---------- TEKS YANG DITAMPILKAN
Ketiga, konflik perbatasan dan regional. Ketidakseriusan pemerintah menggarap maritim terlihat sejak insiden gugus tempur kapal induk USS Carl Vinson Juli 2003 di perairan Bawean, lepasnya pulau-pulau terluar Sipadan-Ligitan, pengerukan pasir laut di banyak wilayah Riau sehingga memperluas wilayah daratan Singapura dan berakibat hilangnya PPK, sampai kasus blok ambalat. Itu adalah serangkaian sejarah masa lalu yang tidak boleh terulang. Selain itu, konflik Laut China Selatan akan menjadi tantangan tersendiri bagi pemerintahan Jokowi-JK. Wilayah tersebut telah diperebutkan enam negara Pasifik yang sama-sama mengklaim kedaulatan nasionalnya atas area yang kaya sumber daya alam itu. Salah satunya Tiongkok dengan kekuatan lautnya. Belum lagi potensi Selat Malaka serta alur laut kepulauan Indonesia (ALKI) yang belum optimal dimanfaatkan.
--------------------
---------- DATA YANG DISEDIAKAN
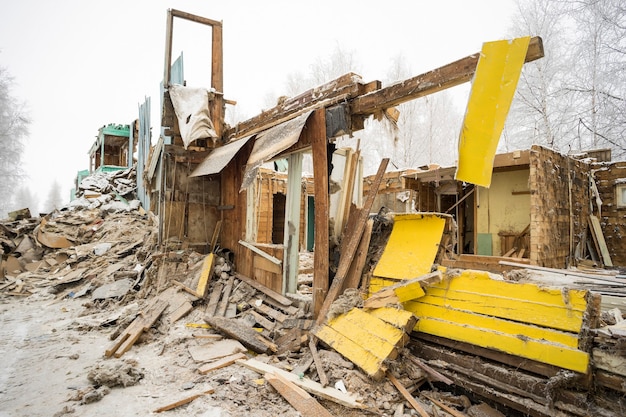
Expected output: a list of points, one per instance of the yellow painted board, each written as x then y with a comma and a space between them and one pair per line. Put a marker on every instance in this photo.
551, 316
545, 352
412, 246
367, 330
378, 283
203, 282
398, 318
358, 355
481, 282
512, 328
493, 87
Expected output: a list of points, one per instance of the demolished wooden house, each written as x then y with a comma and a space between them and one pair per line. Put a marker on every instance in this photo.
532, 353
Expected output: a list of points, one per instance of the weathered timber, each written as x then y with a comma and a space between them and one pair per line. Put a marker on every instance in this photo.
220, 363
402, 291
319, 148
299, 399
407, 395
260, 287
448, 76
246, 335
310, 386
184, 401
351, 247
340, 89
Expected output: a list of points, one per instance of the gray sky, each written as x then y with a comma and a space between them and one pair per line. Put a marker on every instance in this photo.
80, 65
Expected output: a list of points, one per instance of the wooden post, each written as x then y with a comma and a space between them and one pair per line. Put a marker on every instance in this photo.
317, 124
292, 224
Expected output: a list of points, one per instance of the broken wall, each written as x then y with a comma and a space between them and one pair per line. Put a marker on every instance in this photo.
611, 182
503, 209
559, 206
190, 204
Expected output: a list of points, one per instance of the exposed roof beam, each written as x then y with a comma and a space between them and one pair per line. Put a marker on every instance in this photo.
449, 75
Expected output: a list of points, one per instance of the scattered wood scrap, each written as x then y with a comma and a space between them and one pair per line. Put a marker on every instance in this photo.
184, 401
132, 333
246, 335
368, 337
310, 386
296, 396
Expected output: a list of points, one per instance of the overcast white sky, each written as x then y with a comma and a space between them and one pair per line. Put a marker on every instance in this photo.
82, 64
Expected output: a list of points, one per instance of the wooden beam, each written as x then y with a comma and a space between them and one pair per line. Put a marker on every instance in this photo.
351, 247
340, 89
442, 78
299, 399
317, 126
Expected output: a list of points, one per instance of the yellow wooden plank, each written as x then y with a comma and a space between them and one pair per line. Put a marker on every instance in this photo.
412, 246
515, 329
203, 282
396, 317
537, 350
361, 357
528, 303
378, 337
493, 88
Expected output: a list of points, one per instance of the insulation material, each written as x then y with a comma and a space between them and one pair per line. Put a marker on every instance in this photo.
270, 143
493, 87
191, 106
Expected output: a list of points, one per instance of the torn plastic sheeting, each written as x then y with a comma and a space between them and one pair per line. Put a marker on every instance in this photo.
217, 160
493, 88
191, 106
270, 143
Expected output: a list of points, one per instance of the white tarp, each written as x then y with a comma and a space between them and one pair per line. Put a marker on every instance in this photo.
191, 106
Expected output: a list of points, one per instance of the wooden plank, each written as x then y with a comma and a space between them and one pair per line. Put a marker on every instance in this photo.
205, 276
318, 362
319, 147
247, 336
442, 78
267, 265
223, 304
221, 363
306, 405
184, 401
312, 387
260, 252
267, 291
402, 291
214, 299
596, 230
353, 277
407, 395
353, 240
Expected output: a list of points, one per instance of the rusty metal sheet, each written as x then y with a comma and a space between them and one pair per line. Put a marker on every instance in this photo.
217, 160
271, 142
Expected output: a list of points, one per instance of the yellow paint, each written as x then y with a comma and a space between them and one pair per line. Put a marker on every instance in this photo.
203, 282
493, 87
367, 338
412, 246
368, 362
538, 350
394, 316
528, 303
493, 324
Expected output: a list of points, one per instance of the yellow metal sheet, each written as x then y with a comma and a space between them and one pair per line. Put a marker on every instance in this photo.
493, 87
412, 246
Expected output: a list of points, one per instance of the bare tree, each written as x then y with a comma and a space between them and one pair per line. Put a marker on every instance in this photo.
573, 98
14, 124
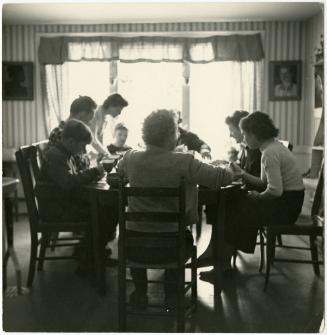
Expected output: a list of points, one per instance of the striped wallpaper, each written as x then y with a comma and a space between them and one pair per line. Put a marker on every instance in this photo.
23, 121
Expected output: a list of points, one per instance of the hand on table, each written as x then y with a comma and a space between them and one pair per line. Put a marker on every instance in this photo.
236, 170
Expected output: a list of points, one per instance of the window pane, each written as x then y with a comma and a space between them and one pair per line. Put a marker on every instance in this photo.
147, 87
88, 78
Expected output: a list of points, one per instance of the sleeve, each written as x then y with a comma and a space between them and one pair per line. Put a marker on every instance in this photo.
59, 172
207, 175
192, 141
272, 170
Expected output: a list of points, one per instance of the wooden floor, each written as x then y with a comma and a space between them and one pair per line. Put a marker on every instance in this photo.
62, 302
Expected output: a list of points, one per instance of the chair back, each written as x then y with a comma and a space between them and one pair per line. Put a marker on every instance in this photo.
317, 209
179, 193
29, 160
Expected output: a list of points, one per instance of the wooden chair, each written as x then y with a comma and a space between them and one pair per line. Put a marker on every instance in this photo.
179, 264
262, 232
29, 160
307, 226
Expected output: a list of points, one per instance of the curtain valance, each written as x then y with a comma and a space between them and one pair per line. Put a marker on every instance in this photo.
57, 50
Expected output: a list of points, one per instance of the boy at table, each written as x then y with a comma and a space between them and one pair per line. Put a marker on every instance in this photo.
65, 199
119, 140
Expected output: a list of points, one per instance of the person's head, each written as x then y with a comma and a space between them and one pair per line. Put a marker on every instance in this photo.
233, 123
257, 128
83, 109
160, 129
75, 136
120, 134
114, 104
285, 74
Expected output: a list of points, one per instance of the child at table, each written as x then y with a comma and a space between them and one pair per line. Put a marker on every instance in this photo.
119, 142
62, 198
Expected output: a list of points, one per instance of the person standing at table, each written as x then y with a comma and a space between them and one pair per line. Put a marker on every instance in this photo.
105, 120
157, 166
191, 140
82, 109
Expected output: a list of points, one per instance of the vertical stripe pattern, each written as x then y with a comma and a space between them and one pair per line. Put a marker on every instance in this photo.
23, 121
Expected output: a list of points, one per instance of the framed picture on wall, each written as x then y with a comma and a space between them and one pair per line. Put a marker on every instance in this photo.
284, 80
17, 81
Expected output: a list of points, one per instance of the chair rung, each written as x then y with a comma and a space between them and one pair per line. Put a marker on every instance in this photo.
288, 260
292, 247
53, 258
62, 245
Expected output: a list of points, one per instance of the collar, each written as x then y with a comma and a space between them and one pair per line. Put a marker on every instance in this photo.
155, 148
266, 143
64, 150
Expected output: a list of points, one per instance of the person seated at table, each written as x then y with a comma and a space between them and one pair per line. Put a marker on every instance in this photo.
105, 120
191, 141
160, 166
82, 109
280, 202
64, 199
119, 141
249, 160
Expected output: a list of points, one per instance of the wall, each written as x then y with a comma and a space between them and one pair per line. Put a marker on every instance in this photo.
23, 121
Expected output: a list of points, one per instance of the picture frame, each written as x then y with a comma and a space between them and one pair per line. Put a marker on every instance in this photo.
17, 81
285, 80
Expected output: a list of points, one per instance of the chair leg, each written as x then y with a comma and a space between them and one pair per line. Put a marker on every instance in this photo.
181, 302
234, 258
199, 222
43, 248
4, 270
31, 270
122, 298
262, 250
279, 240
271, 238
194, 279
314, 255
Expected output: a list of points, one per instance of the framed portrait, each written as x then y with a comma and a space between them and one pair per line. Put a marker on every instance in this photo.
17, 81
284, 80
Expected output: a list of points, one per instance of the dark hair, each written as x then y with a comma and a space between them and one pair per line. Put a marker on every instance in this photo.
159, 126
235, 119
115, 100
77, 130
82, 104
120, 126
259, 124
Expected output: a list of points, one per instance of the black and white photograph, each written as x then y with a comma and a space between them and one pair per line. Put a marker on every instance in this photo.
17, 81
163, 167
285, 80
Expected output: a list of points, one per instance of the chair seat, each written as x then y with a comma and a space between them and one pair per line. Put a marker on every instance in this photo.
171, 265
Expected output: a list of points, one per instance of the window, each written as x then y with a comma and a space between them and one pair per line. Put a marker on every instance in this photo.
147, 87
216, 91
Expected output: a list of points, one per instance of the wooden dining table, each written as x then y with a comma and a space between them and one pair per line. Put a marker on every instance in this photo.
218, 197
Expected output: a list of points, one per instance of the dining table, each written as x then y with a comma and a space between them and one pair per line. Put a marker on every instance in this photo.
106, 194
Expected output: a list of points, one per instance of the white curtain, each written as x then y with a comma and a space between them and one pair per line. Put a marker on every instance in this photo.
218, 89
56, 90
64, 83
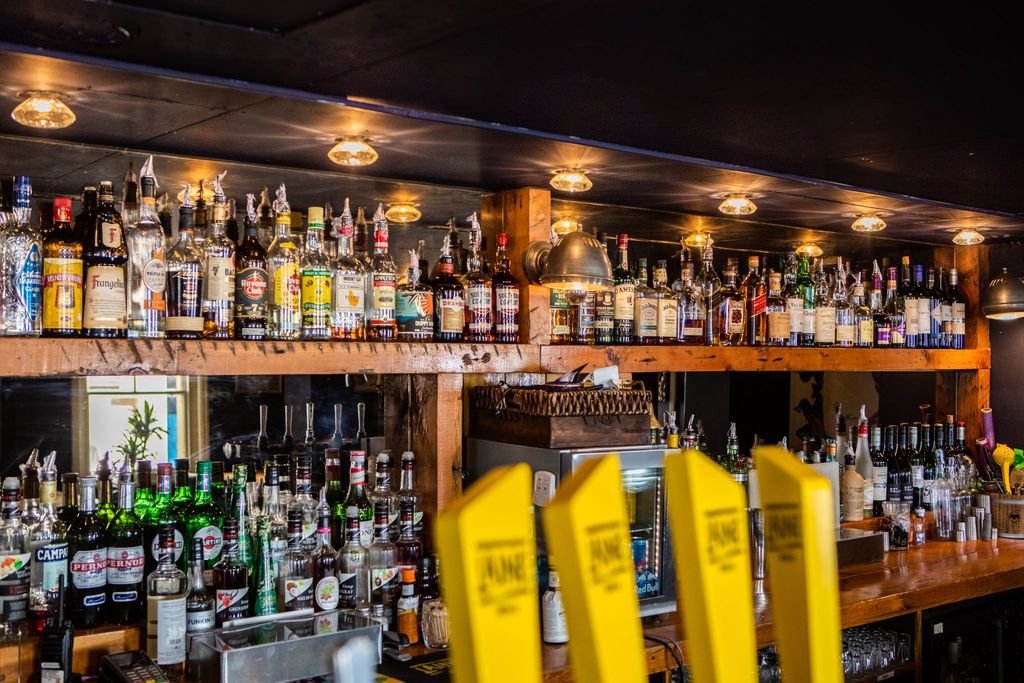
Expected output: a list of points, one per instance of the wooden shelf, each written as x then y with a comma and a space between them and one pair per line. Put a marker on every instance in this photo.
58, 357
742, 358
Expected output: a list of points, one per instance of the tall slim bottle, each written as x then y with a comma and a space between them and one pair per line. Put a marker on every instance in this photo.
146, 264
61, 275
104, 311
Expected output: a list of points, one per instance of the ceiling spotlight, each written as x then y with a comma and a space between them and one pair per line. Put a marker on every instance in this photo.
809, 250
868, 222
564, 225
737, 204
402, 212
352, 151
968, 237
571, 180
43, 109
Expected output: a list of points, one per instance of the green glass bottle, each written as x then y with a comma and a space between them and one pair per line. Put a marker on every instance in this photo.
205, 520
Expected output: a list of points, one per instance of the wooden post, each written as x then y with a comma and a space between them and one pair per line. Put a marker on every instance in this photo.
525, 215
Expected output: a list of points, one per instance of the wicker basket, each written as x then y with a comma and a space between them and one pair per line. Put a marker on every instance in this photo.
1008, 515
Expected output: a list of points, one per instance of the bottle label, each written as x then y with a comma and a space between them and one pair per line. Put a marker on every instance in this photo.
231, 603
327, 593
824, 325
298, 593
415, 312
179, 545
382, 579
315, 297
62, 294
88, 568
125, 565
349, 293
200, 620
506, 309
213, 541
250, 289
219, 279
478, 311
779, 325
287, 286
453, 314
170, 635
668, 318
104, 302
110, 235
624, 301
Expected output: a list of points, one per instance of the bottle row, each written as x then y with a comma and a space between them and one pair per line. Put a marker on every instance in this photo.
114, 273
792, 305
190, 560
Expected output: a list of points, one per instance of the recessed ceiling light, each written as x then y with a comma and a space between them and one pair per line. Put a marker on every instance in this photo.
737, 204
352, 151
43, 109
402, 212
968, 237
571, 180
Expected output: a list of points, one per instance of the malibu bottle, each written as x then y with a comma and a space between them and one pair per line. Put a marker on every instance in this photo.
87, 551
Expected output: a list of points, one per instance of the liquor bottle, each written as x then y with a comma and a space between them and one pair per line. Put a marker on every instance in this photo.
711, 295
956, 331
897, 317
87, 565
48, 544
251, 280
353, 567
644, 308
61, 275
230, 579
167, 591
505, 305
880, 472
776, 312
625, 294
295, 582
479, 292
407, 610
325, 560
731, 311
104, 307
382, 282
668, 306
755, 293
846, 319
304, 504
283, 265
218, 294
146, 265
349, 316
20, 267
383, 560
15, 560
357, 496
450, 299
205, 520
415, 305
69, 488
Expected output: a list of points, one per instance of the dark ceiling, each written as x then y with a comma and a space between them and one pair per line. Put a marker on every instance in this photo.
886, 98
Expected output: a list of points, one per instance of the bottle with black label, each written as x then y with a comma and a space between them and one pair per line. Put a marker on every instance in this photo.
87, 555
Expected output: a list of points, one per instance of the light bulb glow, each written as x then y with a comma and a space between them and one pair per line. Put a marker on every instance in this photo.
43, 109
402, 212
737, 204
968, 237
352, 151
868, 222
571, 180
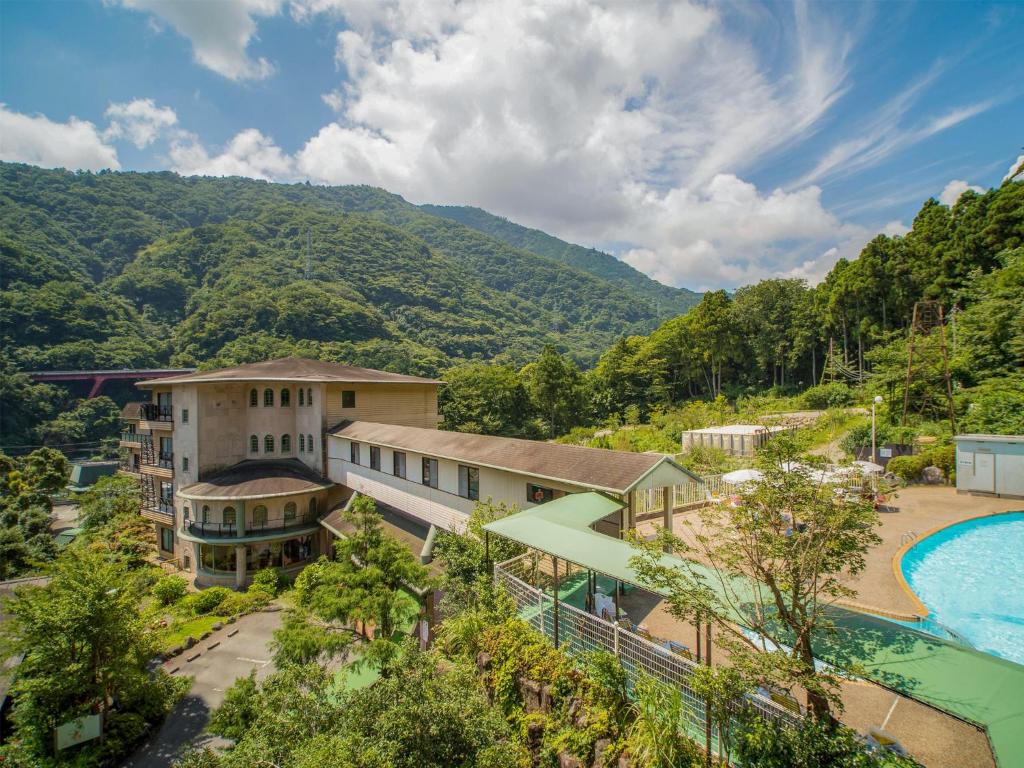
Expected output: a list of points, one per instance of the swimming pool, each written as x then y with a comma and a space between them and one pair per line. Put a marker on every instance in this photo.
971, 577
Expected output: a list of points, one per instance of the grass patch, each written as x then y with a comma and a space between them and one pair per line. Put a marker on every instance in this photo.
175, 635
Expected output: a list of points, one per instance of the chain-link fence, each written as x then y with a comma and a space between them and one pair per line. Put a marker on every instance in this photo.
581, 632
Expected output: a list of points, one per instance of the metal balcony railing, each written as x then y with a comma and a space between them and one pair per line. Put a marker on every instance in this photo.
165, 461
253, 527
160, 507
153, 412
212, 528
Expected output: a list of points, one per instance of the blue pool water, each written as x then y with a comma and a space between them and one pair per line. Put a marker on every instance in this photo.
971, 577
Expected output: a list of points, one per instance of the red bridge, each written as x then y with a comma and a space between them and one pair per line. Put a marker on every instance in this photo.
99, 377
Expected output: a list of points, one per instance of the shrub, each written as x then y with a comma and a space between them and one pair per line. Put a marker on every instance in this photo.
206, 601
266, 581
836, 394
170, 589
907, 468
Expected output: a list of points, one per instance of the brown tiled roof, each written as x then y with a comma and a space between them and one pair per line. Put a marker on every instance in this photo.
130, 411
293, 369
595, 468
257, 479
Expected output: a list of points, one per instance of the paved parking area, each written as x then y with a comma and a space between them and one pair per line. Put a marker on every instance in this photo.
214, 671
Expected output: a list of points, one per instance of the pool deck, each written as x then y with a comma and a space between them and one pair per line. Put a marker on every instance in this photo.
934, 737
923, 509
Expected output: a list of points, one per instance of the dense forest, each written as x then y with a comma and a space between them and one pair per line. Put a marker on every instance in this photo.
534, 336
774, 338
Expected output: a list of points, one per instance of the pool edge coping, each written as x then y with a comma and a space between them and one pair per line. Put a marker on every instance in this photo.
921, 610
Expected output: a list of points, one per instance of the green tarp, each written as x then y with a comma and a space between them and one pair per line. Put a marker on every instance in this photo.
966, 683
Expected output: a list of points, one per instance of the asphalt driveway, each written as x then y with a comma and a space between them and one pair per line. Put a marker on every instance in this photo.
214, 671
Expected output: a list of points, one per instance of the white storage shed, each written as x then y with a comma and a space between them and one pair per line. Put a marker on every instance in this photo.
990, 464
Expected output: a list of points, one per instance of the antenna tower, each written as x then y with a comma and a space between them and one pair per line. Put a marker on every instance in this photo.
928, 357
309, 253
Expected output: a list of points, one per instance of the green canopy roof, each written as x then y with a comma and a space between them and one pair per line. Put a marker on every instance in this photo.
974, 686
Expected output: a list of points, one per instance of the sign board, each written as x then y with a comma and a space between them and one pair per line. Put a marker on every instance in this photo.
78, 731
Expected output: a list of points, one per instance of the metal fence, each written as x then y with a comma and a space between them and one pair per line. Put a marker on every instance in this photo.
581, 632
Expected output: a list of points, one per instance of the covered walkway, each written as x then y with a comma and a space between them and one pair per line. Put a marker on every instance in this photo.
968, 684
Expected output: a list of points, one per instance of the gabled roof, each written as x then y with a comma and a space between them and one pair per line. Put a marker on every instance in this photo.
614, 471
256, 479
293, 369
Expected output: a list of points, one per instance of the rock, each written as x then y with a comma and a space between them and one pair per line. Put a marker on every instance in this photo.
535, 732
530, 691
547, 697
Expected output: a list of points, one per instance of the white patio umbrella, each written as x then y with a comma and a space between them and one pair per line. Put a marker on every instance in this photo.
869, 468
739, 476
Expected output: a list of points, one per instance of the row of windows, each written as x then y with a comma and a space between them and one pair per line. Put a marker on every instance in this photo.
469, 477
305, 443
305, 398
258, 517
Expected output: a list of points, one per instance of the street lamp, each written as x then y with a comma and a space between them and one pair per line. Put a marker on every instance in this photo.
876, 401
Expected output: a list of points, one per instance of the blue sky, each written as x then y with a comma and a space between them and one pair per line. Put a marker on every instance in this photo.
707, 145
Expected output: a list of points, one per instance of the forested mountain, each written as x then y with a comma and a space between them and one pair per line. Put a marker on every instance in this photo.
114, 269
672, 301
774, 337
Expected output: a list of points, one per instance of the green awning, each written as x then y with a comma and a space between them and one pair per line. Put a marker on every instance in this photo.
969, 684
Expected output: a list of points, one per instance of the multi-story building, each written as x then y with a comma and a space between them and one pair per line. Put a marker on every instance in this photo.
240, 467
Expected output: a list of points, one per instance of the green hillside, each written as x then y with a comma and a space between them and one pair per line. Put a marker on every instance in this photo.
114, 269
671, 300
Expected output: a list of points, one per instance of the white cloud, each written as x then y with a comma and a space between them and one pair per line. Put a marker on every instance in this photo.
219, 31
249, 154
952, 190
140, 121
37, 139
1016, 169
631, 123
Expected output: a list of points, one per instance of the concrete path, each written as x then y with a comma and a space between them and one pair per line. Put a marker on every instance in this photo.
214, 671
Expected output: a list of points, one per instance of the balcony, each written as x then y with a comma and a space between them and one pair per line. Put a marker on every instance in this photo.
265, 527
159, 511
153, 412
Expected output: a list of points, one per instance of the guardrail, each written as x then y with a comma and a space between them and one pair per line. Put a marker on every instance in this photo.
581, 632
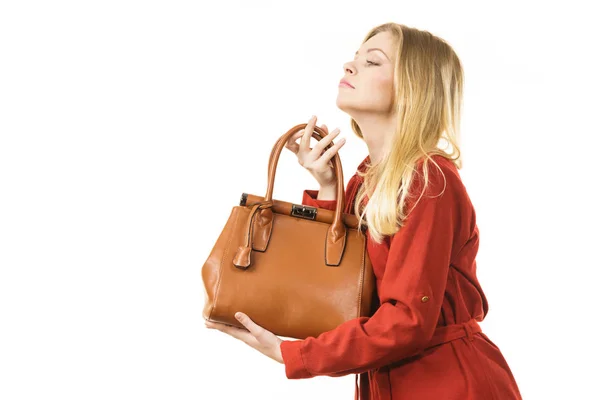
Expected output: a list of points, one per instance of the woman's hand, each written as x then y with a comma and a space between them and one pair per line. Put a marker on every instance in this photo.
254, 336
315, 160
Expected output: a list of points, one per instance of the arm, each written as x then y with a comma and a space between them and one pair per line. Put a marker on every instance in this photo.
417, 266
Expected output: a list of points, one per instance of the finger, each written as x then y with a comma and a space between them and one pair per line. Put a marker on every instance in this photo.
254, 329
321, 144
308, 131
329, 153
291, 142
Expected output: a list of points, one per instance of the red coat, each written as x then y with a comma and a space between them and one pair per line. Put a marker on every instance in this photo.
423, 341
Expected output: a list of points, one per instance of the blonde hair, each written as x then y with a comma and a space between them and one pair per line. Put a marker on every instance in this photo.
428, 85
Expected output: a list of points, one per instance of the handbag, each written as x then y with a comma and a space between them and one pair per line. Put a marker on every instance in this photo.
296, 270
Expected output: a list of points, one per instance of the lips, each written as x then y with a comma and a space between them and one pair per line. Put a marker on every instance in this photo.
344, 82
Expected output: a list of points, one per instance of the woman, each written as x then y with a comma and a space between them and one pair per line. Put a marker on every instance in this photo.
403, 91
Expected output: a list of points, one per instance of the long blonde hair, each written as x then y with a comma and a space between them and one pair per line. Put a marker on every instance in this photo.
428, 85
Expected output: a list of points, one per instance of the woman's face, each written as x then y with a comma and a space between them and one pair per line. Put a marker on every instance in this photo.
371, 74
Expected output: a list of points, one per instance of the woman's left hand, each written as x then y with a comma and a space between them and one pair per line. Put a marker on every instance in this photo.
254, 336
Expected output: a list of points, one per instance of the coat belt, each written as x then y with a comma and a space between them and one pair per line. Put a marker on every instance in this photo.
442, 334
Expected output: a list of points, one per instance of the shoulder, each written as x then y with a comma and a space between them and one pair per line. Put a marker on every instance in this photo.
442, 176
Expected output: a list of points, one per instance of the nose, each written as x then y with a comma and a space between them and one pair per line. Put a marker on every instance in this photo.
349, 68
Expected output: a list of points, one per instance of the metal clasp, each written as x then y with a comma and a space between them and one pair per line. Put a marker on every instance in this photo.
303, 211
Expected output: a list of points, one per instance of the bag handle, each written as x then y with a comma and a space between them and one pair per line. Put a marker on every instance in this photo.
335, 240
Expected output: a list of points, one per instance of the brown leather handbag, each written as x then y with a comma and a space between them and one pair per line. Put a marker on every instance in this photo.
296, 270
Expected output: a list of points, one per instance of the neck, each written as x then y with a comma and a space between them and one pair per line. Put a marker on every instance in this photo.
377, 129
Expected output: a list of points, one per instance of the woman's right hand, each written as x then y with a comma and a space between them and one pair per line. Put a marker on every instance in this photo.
315, 160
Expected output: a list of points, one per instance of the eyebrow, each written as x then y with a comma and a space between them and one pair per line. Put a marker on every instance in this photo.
372, 49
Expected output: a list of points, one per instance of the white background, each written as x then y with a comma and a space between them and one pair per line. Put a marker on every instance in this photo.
129, 129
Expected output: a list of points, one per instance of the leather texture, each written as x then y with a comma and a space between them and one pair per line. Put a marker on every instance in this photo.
296, 270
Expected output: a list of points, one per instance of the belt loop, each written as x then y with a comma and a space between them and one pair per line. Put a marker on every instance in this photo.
469, 330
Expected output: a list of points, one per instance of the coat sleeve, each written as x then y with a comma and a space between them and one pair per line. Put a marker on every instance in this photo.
309, 198
411, 291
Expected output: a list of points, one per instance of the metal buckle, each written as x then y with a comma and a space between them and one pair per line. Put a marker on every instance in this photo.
303, 211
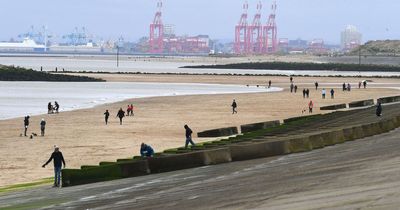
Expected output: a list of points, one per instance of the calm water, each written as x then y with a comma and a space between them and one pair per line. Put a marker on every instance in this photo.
133, 65
30, 98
--------------------
KETENTUAN TUGAS —
a - Tolong jelaskan dalam satu sampai tiga kalimat mengapa pengerukan pasir laut di banyak wilayah Riau disebut merugikan dalam teks tentang konflik perbatasan maritim.
b - Sebutkan setiap baris data yang memuat kata "coat".

HASIL TUGAS —
a - Pengerukan pasir laut di banyak wilayah Riau memperluas wilayah daratan Singapura. Akibatnya, PPK hilang.

b -
Expected output: a list of points, one per instance of the red coat, each written as x then y with a comma and a space between them and one pair per line. Put a marker on every instance in this photo.
Expected output: a list of points, one per instance of the coat belt, each written as x then y with a comma and a space between them and one pair per line. Put a marker on every instance in this photo.
Expected output: a list of points, one per instance of the coat sleeve, each written as x then y with a comma and a space between them and one pair per line. Put a marker on every instance in this photo.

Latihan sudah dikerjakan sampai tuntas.